======== SOURCE EXTRACT
Gun violence is so old that saying its getting old is old, but even that has been said by others already.
However, in wake of yet another tragic school shooting, this time killing 17 at Marjory Stoneman Douglas High School in South Florida, students, parents and teachers across the country are asking the same question: “Will this be the day I face death?” No one should have to fear bullets piercing through their classrooms but nothing is being done to curb this anxiety.
What we need to ask ourselves as a nation is how we can morally, ethically and justly protect our schools while being realistic, constitutional and pragmatic at the same time. Even if school-related gun violence diminishes, its overall threat still lingers in our society. Are there any feasible solutions?
My answers to these questions are found partially within the voice of one parent who sadly lost their child in this monstrous act of evil.
“I’m pissed,” said Andrew Pollack, whose daughter, Meadow, 18, was gunned down at Stoneman Douglas. “I’m not going to see my daughter again. She’s not here. She’s at North Lauderdale in King David’s cemetery. That’s where I go to see my kid now.”
“How many schools, how many children have to get shot?” Pollack said.
The bottom line is that if we can protect our schools, the rest of our society can be kept safe as well. It starts here. Our children and our future should come as first priority. Policies hoping to regulate firearms and its potential carnage should focus initially on protecting the safety and well being of our students, keeping them out of harm’s way. If our schools can become safer, so could, ultimately, our theaters, concerts, highways, churches and other sectors of our society also. The tension lies between safety and freedom. The question to ask is what right or rights are we willing to sacrifice? Do any have to be sacrificed at all?
Unquestionably, as Americans we live in a gun culture; this is the underlying issue. A consensus will, for the most part, tell us that we like guns and thus they are not going away anytime soon. This is why this issue is so complicating, problematic and frustrating. Whether it’s the frontier mentality inherited from manifest destiny or revolutionary spirit originating in 1776, there is something present within the American psyche that is fascinated with, perhaps awed by, things that explode.
This is the primary reason why other European countries don’t experience the same intensity of gun violence as the United States: gun-related deaths here have a cultural basis. Culture, therefore, not so much politicians, interest groups or lack of mental health support, underlines this issue and is the most problematic. Most would agree that the U.S. should be a gun-owning nation, yet, we have no clue how to manage them in a free society.
Then there is the second amendment. Not only is gun ownership an individual freedom, Americans clearly embrace and defend the constitution. We are skeptical – and for good reason – even looking at the amendment because any talk of reforming it possibly means sacrificing liberties. Not only is “the right to bear arms” an amendment, it is part of the original Bill of Rights. Furthermore, it’s number two, following the amendment protecting the freedom of speech, to assemble, practice any religion, and so on. This liberty might as well be sacred in the hearts of Americans.
================
Continue the essay on school shootings and American gun culture, starting right after its final paragraph about the Second Amendment.
======== RECORDED INFORMATION
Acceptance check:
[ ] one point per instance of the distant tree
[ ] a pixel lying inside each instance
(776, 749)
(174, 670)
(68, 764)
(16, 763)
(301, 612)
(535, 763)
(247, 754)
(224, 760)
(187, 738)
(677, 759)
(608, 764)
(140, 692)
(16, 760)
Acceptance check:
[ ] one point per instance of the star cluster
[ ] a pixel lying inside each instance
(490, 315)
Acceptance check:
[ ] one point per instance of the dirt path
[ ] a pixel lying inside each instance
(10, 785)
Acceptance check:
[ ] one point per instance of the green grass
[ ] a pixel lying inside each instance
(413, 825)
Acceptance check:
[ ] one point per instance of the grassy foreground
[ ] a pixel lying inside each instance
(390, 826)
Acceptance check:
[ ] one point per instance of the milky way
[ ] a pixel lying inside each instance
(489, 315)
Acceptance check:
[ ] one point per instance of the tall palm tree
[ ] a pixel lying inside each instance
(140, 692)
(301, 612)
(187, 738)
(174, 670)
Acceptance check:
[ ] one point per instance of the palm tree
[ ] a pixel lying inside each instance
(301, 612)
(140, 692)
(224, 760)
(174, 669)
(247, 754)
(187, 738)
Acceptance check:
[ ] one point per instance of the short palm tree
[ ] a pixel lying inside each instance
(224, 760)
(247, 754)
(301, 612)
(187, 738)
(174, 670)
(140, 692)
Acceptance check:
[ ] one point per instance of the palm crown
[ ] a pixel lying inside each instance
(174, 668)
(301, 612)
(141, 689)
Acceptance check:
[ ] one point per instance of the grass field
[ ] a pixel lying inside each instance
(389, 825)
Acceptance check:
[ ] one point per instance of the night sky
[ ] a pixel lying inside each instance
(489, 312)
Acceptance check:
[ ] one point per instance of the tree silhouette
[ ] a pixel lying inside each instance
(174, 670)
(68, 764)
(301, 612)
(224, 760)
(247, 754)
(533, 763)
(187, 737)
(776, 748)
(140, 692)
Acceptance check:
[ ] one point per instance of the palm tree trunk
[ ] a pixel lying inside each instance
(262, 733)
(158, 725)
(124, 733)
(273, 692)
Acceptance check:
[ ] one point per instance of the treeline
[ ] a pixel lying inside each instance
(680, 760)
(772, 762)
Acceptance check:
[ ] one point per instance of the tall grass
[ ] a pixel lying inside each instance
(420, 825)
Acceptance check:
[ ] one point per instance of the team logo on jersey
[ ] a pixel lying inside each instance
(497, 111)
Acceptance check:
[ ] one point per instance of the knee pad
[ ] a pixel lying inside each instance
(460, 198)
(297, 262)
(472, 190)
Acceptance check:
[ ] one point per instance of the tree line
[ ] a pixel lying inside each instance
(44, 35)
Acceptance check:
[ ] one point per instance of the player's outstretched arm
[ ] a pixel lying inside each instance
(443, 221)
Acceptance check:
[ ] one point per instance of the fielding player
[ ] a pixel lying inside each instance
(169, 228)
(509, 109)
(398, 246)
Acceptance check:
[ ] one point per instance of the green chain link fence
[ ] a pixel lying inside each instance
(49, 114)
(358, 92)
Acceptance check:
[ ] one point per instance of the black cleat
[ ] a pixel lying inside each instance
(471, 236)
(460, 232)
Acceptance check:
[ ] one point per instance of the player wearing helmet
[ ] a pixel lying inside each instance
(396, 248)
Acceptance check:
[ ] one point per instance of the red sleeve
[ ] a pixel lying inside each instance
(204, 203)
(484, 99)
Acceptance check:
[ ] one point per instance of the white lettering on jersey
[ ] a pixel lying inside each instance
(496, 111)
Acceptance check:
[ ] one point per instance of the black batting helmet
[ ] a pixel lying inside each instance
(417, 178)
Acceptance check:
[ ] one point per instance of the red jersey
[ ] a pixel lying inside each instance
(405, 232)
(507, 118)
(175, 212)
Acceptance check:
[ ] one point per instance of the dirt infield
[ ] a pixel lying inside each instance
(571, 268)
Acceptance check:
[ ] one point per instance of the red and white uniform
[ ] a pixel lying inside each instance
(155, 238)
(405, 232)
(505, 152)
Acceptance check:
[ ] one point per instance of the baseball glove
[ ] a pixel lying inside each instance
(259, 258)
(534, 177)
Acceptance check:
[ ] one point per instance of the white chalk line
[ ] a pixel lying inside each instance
================
### THE ANSWER
Although the thrill of firearms is embedded in the American psychology, other factors mentioned previously are somewhat to blame in this pattern of gun-related homicides and mass shootings. One is ambitious, opportunistic and reluctant politicians, combined with the slowness of the political process in general, which is naturally antagonistic to change and progress.
“After Sandy Hook, when our nation’s politicians failed to advocate for and enforce stricter gun regulations, I felt despair and dread,” says Vicki Smith from Sandy, Utah. “I am a kindergarten teacher who now has to practice ‘shelter-in-place’ drills with my young charges.”
Demanding to “take action now,” Cameron Kasky, a 17 year old survivor at Marjory Stoneman Douglas, talked about how “students at my school felt one shared experience – our politicians abandoned us by failing to keep guns out of schools. But this time, my classmates and I are going to hold them to account.”
This phenomenon should come as no surprise. An all-too-familiar routine follows these deadly shootings: first, the nation is struck with terror, fear, and grief as the nation mourns over the tragedy, with a flood of news coverage bombarding viewers. Next, divisions arise, with gun-control advocates on the one side calling for stricter laws, and quarrelling proponents on the other, who argue contrarily, saying the time is not appropriate to discuss gun control and express that the left’s proposals wouldn’t help anyways.
Ultimately, this leads to a predictable stalemate on both sides. A political deadlock results, nothing changes, and America grows more divided. The fact that the Florida House rejected a motion to take a bill banning assault rifles last Tuesday, with a vote along party lines of 36-71, but later approved a resolution declaring pornography a public health risk, attests one unfortunate trend: priorities are ambiguous in the world of politics.
Interests groups are exacerbating this trend. Organizations such as the NRA are especially to blame, who knowingly line the back pockets of some politicians with money to advance the group’s goals and interests. These groups continually donate millions to these politicians at every level of government, who then rile up their supporters into making them believe that the opposition are conspiring together to confiscate their guns.
In turn, these individuals stockpile these weapons in advance to prepare for sweeping gun confiscation – which would never work anyways – or an apocalypse that never comes. While in the meantime, gun manufacturers, lobbyists and especially the NRA get richer.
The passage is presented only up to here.